** What you are asked to do **
Decide whether each statement below agrees with the text on plug-in hybrid automobiles, answering yes or no and quoting the words of the text that settle it.
1. Plug-in hybrid automobiles are fully electric cars.
2. Relying mainly on electric power in a plug-in hybrid makes service costs much lower.
3. Widespread use of plug-in hybrids would require additional power plants only for cars charged during the day.

[Document text Boundary: Start]

Are plug-in hybrid automobiles fully electric?

While plug-in hybrid automobiles (PHEV’s – Plug-in Hybrid Electric Vehicle) do provide the convenience of being able to charge your car and use electric power for short distances, they are not fully electric cars. That is, you’ll still need to rely on gas as backup when your charge runs out. Fully electric vehicles such as the EV-1 that were introduced in the 1990’s, along with its predecessors (that were never released to market) are able to travel longer on a charge than is a plug-in hybrid.

What are the advantages of plug-in hybrid automobiles?

A plug-in hybrid automobile still carries the advantage over a hybrid automobile. Namely, if you only drive short, local distances, you may never need to tap into your backup gas tank. Furthermore, your service costs (repairing your car at the local garage) will be much lower if you rely primarily on electric power. And finally, believe it or not, your plug-in hybrid may well carry enough power to power your home for a short period in the event of an electrical outage.

How do plug-in hybrid automobiles affect our air quality?

We’ve seen how you as the consumer can save a ton of money via a plug-in hybrid automobile, but what about the environment? As Earths’ Friends, we’re always concerned how new technologies may impact our host planet. Pacific National Lab conducted studies that show that plug-in hybrid automobiles do indeed remain cleaner as they get older – another benefit considering the disposal of old fuel-based cars is a hazard to the environment. More importantly, the study shows that greenhouse gas emissions, should plug-in hybrid automobiles be widely adopted, will be reduced dramatically over the coming decades. One concern that has been raised is whether the use of so many plug-in hybrids will cause the need for additional power plants to support the increased electrical pull on our grids? The answer is yes, but only for cars that are charged during the day.

[Document text Boundary: End]
[Material shown Boundary: Start]

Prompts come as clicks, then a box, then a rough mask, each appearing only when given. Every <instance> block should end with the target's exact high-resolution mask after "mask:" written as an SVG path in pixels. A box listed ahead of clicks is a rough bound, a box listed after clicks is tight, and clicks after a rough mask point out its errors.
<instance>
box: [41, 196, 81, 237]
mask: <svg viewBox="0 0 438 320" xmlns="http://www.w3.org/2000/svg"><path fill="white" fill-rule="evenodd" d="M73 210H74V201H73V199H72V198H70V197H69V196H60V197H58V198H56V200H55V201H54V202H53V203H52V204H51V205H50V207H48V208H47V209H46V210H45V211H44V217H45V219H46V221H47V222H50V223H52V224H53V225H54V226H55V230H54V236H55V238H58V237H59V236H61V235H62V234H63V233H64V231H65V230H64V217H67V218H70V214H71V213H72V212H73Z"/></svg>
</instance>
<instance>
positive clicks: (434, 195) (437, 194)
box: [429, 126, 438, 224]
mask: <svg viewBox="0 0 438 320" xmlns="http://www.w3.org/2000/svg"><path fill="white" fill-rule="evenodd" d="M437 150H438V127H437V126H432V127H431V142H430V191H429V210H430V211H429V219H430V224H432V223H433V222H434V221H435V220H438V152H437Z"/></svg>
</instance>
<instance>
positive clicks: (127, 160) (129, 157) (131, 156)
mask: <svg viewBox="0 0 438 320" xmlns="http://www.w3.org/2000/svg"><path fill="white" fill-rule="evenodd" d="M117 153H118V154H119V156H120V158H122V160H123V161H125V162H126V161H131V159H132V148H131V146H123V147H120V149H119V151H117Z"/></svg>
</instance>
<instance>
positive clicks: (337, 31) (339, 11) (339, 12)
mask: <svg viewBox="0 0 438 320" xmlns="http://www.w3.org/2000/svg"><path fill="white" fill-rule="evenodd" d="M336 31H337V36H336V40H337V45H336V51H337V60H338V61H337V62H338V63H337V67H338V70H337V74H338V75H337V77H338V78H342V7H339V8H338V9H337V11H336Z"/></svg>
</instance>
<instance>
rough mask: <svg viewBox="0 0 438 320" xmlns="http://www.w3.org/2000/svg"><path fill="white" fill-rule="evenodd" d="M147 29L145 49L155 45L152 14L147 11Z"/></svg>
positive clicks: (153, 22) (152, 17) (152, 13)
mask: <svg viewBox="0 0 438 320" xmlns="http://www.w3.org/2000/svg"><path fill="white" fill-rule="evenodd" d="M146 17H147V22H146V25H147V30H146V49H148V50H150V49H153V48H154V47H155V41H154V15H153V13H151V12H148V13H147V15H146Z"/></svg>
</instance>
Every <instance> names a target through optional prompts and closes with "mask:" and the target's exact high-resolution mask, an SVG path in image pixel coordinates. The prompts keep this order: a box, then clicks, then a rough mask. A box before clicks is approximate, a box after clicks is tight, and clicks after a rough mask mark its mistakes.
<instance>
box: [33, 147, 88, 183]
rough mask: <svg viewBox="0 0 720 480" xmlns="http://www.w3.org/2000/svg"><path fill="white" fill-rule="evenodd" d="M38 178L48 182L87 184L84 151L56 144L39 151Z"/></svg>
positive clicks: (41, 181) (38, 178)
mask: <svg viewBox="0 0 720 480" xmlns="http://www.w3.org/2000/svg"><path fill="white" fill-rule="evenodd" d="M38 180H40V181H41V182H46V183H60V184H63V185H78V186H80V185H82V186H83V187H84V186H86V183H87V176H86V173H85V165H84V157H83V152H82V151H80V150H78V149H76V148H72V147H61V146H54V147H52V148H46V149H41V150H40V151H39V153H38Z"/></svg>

[Material shown Boundary: End]

** Solution to the exercise **
1. No: "they are not fully electric cars."
2. Yes: "your service costs (repairing your car at the local garage) will be much lower if you rely primarily on electric power."
3. Yes: "The answer is yes, but only for cars that are charged during the day."